Texte =>
━━━━━━
N° 2298
ASSEMBLÉE NATIONALE
CONSTITUTION DU 4 OCTOBRE 1958
ONZIÈME LÉGISLATURE
Enregistré à la Présidence de l'Assemblée nationale le 29 mars 2000.
PROPOSITION DE RÉSOLUTION
tendant à créer une commission d'enquête
sur la
gestion du consortium de réalisation (CDR).
(Renvoyée à la commission des finances, de l'économie générale et du plan, à défaut de constitution d'une commission spéciale dans les délais prévus par les articles30 et 31 du Règlement.)
présentée
par MM. Georges SARRE, Jacques DESALLANGRE
et Jean-Pierre MICHEL,
Députés.

Banques et établissements financiers.

EXPOSÉ DES MOTIFS

Mesdames, Messieurs,

I.- Des évolutions préoccupantes et une réponse inappropriée.
Une institution financière en crise.

Les pertes du Crédit Lyonnais en termes de résultat net ont été abyssales : 1,8 milliard de francs en 1992, 6,8 milliards en 1993 et 12,1 milliards en 1994 (source : ministère de l'Économie et des Finances). Elles ont rendu nécessaire une action de redressement à l'initiative de l'Etat actionnaire. Cette situation résulte d'une stratégie risquée et d'une conjoncture économique brusquement défavorable.
En 1993, M. Haberer est remplacé à la tête du Crédit Lyonnais par M. Peyrelevade.
En 1994, un premier plan de redressement en deux volets a été mis en place. D'une part, 41 milliards d'actifs douteux (en particulier immobiliers) sont transmis à une structure de cantonnement : l'Omnium immobilier de gestion (OIG). L'Etat se porte garant pour 12,4 milliards de francs. D'autre part, le Crédit Lyonnais est recapitalisé à hauteur de 4,9 milliards.
Une commission d'enquête parlementaire est alors constituée par l'Assemblée nationale afin de rechercher les causes des pertes de la banque publique. Elle conclut à des " erreurs d'analyse, de stratégie de la banque, des carences de gestion et de contrôle des risques, des fraudes internationales et des difficultés d'exercice du contrôle externe par ses actionnaires " (source : ministère de l'Économie et des Finances).
━━━━━━
Entrées affichées =>
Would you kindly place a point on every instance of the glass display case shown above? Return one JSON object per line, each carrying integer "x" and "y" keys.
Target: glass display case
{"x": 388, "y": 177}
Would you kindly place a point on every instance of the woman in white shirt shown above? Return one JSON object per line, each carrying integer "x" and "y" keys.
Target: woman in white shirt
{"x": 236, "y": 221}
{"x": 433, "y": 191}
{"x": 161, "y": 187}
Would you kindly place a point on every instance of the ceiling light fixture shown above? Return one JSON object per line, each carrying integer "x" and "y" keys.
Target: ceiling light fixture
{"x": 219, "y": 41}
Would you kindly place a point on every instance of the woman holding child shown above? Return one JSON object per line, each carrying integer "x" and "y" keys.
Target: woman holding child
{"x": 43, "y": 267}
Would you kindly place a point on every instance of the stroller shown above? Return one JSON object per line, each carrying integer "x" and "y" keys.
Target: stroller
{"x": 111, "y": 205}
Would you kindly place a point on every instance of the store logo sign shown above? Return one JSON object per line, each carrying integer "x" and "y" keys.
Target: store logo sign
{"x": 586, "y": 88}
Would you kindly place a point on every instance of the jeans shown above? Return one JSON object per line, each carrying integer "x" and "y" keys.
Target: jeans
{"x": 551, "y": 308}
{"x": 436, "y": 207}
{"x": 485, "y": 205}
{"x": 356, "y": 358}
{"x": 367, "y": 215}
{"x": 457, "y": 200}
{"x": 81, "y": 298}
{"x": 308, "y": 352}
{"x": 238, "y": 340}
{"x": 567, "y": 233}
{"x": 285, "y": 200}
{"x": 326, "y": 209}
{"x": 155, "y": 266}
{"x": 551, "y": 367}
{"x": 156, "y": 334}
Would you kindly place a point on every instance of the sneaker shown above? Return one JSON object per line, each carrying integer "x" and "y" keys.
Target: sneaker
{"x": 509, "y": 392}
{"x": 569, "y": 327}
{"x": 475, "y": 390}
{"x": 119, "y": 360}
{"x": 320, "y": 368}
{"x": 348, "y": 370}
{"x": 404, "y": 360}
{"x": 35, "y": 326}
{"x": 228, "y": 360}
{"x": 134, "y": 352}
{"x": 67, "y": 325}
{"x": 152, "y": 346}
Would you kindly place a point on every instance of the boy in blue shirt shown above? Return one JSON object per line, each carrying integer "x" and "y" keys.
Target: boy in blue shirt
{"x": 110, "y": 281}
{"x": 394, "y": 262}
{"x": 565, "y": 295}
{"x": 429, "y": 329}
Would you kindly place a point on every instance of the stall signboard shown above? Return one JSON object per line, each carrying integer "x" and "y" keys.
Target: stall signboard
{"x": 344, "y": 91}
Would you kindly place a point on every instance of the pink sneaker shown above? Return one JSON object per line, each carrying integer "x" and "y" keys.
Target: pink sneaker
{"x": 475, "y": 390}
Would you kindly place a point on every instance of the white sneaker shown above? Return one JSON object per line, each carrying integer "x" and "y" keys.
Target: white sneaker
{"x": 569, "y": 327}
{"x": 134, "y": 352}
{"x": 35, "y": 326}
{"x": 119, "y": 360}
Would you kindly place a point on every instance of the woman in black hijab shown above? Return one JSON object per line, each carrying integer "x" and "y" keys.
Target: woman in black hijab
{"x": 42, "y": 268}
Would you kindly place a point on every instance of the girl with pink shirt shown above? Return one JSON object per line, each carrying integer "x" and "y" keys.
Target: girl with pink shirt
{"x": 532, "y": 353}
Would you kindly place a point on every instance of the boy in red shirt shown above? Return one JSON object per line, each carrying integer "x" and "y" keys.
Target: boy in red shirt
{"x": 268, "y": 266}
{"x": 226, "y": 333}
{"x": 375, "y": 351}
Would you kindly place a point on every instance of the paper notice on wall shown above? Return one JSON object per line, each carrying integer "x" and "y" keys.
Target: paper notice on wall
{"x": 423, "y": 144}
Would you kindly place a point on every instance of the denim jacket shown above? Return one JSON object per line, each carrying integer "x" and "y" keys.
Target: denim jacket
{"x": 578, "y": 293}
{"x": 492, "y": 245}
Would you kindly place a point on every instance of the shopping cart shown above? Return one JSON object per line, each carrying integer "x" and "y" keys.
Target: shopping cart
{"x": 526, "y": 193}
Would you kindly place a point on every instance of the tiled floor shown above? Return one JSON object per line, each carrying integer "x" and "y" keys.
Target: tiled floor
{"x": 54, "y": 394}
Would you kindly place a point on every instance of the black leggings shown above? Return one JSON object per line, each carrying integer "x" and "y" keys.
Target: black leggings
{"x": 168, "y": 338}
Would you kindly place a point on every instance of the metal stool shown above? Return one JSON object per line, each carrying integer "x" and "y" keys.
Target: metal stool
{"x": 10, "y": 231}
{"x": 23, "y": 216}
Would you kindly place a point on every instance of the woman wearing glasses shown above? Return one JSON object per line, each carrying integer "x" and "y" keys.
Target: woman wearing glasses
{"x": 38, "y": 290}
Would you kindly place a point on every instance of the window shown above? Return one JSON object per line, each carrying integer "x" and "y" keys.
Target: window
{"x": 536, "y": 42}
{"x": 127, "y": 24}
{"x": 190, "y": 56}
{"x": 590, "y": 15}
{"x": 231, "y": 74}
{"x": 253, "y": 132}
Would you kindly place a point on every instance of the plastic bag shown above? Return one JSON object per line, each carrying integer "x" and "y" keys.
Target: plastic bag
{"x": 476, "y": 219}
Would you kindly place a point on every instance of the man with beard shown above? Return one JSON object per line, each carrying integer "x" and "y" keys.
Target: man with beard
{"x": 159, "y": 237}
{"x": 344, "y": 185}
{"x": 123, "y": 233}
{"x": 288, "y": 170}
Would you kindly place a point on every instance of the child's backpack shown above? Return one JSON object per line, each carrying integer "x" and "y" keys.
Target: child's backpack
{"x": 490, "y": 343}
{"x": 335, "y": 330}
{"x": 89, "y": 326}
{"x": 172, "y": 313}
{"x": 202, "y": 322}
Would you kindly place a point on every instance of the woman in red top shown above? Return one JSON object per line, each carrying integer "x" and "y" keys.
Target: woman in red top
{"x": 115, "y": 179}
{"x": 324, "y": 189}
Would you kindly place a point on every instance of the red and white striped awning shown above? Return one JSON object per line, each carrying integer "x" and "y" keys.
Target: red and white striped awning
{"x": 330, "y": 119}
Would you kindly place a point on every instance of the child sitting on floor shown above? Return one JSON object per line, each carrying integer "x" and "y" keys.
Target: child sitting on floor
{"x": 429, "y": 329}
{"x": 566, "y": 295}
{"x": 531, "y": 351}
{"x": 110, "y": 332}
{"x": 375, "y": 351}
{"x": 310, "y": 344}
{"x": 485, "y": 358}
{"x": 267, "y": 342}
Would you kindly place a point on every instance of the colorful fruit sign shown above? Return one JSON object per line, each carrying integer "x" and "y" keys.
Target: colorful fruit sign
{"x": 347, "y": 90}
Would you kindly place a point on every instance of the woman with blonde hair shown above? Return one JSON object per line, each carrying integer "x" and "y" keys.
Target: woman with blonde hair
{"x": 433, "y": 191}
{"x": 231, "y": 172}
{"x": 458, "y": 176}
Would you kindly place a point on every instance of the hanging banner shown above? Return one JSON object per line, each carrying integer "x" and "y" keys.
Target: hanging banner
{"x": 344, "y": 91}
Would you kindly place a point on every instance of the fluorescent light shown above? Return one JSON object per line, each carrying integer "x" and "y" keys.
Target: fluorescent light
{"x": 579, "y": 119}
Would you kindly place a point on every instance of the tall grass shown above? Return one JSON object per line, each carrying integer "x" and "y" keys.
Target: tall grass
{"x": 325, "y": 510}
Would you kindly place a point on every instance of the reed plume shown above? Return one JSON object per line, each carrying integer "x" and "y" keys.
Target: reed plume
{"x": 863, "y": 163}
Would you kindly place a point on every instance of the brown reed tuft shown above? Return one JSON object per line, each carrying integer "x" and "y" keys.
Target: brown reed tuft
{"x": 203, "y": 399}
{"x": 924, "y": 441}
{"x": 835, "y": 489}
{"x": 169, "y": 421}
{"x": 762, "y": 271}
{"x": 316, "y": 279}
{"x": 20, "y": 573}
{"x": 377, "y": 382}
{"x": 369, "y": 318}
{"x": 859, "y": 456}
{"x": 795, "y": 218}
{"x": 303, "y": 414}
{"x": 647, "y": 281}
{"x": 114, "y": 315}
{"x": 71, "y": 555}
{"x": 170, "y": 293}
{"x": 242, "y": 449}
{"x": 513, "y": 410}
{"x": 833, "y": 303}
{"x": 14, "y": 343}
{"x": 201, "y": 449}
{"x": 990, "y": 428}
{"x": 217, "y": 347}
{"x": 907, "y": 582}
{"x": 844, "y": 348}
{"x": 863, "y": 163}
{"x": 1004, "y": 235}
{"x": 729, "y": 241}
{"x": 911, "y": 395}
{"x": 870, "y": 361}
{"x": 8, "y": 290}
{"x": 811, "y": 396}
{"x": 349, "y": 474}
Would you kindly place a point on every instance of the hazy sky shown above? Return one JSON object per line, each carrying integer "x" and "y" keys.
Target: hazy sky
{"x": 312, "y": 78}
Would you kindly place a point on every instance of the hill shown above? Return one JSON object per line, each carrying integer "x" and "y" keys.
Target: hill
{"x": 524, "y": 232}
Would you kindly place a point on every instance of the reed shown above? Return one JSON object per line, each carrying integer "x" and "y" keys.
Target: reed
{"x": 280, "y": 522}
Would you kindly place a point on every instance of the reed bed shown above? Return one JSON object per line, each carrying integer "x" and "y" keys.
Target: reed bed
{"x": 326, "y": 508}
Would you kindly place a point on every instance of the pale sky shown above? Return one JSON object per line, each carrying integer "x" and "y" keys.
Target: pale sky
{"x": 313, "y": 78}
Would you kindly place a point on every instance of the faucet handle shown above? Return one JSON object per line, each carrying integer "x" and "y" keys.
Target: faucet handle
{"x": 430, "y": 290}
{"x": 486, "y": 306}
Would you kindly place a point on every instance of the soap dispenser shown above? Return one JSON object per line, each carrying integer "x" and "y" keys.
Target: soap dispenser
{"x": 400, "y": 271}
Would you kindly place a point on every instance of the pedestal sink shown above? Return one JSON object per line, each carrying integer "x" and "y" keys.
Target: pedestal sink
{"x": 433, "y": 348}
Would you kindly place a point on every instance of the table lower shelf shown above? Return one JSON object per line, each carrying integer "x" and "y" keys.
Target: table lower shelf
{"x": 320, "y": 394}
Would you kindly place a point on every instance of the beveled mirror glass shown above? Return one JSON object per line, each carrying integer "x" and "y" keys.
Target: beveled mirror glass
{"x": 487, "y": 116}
━━━━━━
À faire =>
a. D'après la proposition de résolution, qui succède à M. Haberer à la tête du Crédit Lyonnais en 1993 ?
b. Reprenez la proposition de résolution sur le Crédit Lyonnais après sa dernière phrase et poursuivez-la.
Les enregistrements forment un matériau à part, distinct de la proposition de résolution.

Réponses =>
a. M. Peyrelevade.

b.
En 1995, les nouveaux commissaires aux comptes estiment que l'évolution défavorable d'importantes participations, la dégradation du marché immobilier, le défaut de rentabilité de certaines filiales et succursales imposent un effort de provisionnement de l'ordre de 50 milliards de francs, le résultat de la banque ne suffisant pas à couvrir les engagements.

Le consortium de réalisation (CDR) a-t-il contribué à alourdir
les pertes du Crédit Lyonnais?

Le gouvernement de M. Balladur décide en 1995 de créer une nouvelle structure de cantonnement destinée à réaliser certains actifs du Crédit Lyonnais.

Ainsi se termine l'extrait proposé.